▶ _WRITTEN INSTRUCTION_
From the items below, pull out each line containing the word "blonde" and copy those lines unchanged.

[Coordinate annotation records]

++++++++

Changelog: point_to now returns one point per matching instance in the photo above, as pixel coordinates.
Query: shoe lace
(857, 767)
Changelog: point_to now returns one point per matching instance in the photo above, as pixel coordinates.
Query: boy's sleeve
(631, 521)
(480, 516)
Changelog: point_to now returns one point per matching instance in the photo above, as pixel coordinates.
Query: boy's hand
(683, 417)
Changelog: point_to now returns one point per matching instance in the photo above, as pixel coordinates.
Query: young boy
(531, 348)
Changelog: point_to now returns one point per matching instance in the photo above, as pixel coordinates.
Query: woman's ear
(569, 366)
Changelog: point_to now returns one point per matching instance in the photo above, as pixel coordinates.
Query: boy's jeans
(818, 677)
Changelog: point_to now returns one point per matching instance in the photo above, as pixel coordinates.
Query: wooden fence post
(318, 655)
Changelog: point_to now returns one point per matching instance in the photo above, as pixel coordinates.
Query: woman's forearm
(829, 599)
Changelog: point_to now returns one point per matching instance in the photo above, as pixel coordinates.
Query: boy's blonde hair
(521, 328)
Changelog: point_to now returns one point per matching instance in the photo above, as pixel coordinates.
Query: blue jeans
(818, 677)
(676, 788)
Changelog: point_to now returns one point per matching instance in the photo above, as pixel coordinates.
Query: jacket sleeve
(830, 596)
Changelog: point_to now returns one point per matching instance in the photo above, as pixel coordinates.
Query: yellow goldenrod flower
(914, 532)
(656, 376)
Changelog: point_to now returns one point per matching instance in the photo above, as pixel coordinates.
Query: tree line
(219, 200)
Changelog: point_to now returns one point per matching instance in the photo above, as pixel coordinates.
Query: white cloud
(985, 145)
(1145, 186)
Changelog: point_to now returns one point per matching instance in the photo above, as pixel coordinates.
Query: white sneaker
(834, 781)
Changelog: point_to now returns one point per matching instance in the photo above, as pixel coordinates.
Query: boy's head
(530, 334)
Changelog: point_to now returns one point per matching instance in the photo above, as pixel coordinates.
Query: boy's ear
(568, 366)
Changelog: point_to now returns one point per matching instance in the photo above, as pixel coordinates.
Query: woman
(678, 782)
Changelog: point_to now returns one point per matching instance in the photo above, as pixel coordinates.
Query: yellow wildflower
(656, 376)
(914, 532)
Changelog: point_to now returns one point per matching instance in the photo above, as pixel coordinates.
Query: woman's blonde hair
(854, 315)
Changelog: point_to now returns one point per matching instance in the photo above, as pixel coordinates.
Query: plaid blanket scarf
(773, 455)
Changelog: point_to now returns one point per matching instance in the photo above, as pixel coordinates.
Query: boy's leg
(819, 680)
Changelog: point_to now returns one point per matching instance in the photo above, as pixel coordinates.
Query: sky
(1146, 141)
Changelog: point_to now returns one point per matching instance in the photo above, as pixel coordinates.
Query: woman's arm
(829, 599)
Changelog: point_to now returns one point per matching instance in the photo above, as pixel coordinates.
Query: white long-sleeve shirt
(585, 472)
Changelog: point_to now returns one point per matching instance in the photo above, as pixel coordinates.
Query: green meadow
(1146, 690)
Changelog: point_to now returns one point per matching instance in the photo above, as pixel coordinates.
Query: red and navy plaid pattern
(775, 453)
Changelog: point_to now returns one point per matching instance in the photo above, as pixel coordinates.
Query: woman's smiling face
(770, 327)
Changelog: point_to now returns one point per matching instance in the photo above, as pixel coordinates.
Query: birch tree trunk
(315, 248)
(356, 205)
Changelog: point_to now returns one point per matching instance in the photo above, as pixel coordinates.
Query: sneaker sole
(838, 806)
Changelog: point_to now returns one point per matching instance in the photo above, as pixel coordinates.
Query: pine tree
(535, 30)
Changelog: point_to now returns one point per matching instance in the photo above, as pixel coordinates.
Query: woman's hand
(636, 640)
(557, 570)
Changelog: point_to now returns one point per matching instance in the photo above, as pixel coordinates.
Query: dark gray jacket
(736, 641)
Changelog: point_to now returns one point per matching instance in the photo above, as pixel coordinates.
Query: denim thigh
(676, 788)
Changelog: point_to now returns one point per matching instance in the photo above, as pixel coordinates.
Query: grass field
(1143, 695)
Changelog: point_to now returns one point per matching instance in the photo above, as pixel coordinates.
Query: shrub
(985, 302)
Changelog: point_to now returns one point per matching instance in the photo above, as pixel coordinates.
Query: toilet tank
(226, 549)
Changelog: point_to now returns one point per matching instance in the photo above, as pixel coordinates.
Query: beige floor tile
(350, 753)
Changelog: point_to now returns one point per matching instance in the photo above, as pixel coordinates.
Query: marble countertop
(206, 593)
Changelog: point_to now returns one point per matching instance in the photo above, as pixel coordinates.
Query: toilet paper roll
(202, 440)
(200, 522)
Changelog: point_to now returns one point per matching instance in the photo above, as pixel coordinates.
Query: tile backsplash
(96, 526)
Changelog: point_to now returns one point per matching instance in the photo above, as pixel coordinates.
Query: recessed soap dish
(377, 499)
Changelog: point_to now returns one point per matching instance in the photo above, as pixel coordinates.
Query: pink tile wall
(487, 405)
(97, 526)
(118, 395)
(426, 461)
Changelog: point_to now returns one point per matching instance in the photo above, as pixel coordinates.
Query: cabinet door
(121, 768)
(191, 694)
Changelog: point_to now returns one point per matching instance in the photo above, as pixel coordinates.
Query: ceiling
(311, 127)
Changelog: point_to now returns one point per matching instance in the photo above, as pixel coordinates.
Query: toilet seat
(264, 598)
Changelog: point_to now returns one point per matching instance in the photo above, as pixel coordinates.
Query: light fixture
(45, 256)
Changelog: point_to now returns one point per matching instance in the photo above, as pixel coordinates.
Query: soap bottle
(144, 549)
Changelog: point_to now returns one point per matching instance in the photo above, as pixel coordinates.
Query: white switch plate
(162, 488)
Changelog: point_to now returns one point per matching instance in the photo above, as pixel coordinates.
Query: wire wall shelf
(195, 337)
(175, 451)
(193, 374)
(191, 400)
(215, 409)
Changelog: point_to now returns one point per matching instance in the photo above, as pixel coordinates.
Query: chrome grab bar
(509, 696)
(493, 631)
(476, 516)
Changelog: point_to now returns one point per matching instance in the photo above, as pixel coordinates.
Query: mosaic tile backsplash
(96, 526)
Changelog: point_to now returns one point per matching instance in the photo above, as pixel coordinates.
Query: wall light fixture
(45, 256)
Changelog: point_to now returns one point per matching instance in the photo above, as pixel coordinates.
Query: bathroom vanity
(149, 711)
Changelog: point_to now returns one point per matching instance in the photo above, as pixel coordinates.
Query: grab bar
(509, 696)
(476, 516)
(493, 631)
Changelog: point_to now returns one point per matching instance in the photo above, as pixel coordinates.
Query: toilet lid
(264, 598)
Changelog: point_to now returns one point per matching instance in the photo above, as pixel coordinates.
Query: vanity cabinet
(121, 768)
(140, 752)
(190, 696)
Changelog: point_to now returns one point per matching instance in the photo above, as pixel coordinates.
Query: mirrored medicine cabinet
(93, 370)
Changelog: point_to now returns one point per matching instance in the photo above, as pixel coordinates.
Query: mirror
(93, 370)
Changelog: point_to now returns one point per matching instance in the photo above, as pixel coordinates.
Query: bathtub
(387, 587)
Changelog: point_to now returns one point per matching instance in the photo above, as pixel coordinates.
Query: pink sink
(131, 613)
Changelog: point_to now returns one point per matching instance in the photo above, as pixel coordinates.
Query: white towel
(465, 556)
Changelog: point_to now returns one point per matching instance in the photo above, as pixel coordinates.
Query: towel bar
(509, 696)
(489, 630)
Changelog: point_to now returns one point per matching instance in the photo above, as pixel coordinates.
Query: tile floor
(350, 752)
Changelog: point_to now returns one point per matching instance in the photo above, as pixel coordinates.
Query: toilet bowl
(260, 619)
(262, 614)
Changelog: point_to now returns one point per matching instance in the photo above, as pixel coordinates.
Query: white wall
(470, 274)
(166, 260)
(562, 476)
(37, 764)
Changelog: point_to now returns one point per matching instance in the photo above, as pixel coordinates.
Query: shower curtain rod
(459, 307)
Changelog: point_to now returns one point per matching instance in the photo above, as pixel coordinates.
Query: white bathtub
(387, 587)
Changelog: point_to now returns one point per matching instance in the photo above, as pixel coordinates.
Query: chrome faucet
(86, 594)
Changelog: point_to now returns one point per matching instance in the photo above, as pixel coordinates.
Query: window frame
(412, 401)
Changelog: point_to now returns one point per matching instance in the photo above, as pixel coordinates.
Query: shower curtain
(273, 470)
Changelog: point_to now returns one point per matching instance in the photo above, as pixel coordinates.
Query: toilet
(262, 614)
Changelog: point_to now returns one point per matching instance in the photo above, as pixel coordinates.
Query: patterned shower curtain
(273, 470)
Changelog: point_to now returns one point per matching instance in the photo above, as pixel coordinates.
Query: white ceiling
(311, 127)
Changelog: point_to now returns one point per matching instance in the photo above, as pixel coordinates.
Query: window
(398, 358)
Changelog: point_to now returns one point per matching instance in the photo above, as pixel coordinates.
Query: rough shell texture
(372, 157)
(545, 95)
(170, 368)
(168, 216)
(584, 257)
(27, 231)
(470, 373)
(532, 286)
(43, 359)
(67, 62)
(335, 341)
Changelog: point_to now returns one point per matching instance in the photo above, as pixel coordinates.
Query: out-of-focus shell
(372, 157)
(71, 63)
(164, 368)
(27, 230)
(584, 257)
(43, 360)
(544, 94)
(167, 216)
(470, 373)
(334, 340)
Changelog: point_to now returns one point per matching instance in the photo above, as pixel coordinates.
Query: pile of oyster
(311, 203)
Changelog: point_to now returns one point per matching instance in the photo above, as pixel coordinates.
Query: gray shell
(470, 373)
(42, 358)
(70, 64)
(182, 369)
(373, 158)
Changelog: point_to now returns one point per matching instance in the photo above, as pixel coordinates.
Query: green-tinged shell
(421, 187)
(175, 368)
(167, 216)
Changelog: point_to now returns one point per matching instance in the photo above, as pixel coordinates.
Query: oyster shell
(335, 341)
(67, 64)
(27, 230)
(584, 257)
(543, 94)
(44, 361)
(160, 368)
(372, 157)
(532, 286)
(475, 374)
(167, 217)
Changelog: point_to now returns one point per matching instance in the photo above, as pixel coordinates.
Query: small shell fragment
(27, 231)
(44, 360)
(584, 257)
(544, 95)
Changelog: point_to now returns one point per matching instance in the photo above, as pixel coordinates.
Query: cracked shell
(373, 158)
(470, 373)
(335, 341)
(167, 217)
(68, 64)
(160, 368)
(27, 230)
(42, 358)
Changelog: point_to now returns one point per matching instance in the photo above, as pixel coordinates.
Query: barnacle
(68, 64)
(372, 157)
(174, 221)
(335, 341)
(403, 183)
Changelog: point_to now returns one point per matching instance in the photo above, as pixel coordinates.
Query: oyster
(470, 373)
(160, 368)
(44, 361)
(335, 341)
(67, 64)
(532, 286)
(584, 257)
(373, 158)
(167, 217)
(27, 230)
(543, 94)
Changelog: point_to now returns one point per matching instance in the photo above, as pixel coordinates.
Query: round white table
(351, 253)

++++++++

▶ _RESULT BELOW_
Query: boy's blonde hair
Query: woman's blonde hair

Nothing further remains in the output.